> **Instructions to follow**
Gather every line of the listing below that contains the word "lamp", treating uppercase and lowercase letters as different.

====== Data for this task ======

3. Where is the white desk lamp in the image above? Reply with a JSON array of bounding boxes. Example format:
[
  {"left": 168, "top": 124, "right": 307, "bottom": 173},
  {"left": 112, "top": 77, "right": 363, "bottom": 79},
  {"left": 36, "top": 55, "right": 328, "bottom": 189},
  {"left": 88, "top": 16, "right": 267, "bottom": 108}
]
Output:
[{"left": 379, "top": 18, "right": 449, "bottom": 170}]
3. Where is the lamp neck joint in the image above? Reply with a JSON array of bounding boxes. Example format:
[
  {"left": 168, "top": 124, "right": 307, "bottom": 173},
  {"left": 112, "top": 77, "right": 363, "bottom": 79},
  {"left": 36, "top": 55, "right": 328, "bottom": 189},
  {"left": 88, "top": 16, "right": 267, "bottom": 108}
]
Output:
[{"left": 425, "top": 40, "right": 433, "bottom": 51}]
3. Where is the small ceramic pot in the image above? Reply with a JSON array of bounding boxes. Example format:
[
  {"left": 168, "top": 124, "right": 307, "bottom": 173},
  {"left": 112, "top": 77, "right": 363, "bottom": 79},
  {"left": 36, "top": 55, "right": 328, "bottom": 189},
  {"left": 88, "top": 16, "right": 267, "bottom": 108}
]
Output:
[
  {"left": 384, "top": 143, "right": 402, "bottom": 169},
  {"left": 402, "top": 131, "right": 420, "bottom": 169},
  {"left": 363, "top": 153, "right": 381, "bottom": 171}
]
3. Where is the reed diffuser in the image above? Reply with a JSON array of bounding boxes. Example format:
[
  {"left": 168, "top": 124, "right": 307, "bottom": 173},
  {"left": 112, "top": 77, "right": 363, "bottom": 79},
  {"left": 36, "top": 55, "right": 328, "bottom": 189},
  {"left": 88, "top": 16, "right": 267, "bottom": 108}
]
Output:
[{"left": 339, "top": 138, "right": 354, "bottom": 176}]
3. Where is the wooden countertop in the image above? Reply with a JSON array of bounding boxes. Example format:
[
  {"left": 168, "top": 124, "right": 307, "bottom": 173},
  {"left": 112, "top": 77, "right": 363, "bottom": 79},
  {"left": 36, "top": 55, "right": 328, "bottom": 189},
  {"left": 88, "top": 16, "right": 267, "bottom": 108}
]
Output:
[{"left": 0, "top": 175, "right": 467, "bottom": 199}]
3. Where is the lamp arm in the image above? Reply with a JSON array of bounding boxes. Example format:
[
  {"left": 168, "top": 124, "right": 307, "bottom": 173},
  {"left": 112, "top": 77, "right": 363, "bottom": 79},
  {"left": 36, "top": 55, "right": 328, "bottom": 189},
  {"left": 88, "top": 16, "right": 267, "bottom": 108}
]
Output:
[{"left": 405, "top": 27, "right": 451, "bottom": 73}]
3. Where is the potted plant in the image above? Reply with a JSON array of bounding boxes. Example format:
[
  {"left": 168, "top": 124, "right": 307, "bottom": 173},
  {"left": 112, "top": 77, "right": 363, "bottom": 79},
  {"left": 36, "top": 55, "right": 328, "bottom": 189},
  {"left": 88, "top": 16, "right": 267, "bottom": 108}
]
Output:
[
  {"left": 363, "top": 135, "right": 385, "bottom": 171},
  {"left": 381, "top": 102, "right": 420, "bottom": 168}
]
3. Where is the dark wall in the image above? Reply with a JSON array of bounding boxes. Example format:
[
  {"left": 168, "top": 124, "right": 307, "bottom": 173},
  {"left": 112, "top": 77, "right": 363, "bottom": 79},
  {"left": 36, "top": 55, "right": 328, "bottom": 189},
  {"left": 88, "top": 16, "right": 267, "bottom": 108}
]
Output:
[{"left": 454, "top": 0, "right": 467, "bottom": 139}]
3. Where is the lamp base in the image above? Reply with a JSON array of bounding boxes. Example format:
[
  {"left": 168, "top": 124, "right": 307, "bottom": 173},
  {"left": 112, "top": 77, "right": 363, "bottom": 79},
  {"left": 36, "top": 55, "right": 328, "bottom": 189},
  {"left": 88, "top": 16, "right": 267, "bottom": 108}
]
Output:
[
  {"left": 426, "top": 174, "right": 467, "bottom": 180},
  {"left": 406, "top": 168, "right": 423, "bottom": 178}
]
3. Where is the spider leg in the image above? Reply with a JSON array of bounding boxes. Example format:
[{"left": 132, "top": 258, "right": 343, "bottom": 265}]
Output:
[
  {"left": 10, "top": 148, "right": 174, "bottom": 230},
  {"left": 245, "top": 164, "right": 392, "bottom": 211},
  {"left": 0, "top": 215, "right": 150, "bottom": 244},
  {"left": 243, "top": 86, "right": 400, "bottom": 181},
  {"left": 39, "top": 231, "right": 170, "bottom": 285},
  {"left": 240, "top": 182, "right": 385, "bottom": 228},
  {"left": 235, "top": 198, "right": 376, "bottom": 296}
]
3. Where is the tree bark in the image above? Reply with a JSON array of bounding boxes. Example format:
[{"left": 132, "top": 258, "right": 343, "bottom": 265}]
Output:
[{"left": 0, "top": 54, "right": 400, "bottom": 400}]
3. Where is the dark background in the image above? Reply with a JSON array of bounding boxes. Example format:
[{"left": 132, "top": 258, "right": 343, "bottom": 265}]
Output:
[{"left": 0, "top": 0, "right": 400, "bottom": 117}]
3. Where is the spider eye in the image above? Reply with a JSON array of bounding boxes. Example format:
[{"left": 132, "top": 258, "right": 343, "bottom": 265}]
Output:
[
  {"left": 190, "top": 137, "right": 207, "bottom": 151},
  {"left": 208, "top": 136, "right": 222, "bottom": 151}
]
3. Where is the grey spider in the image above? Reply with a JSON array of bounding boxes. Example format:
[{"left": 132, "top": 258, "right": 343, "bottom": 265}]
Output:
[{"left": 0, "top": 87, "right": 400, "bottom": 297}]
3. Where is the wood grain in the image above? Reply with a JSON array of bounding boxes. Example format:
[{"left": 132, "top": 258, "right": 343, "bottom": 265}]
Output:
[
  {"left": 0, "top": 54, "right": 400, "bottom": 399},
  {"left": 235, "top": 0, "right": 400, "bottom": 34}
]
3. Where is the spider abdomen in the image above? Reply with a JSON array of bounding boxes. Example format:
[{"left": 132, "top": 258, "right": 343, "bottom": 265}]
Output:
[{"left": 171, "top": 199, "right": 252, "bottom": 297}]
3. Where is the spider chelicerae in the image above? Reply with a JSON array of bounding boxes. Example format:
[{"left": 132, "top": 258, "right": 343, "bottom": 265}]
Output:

======

> **Solution**
3. Where is the white desk lamp in the image above? Reply with a JSON array of bounding boxes. Example format:
3. Where is the lamp neck joint in the image above? Reply with a JSON array of bounding boxes. Example format:
3. Where is the lamp arm in the image above? Reply with a JSON array of bounding boxes. Example format:
3. Where is the lamp base in the image above? Reply with a JSON array of bounding boxes. Example format:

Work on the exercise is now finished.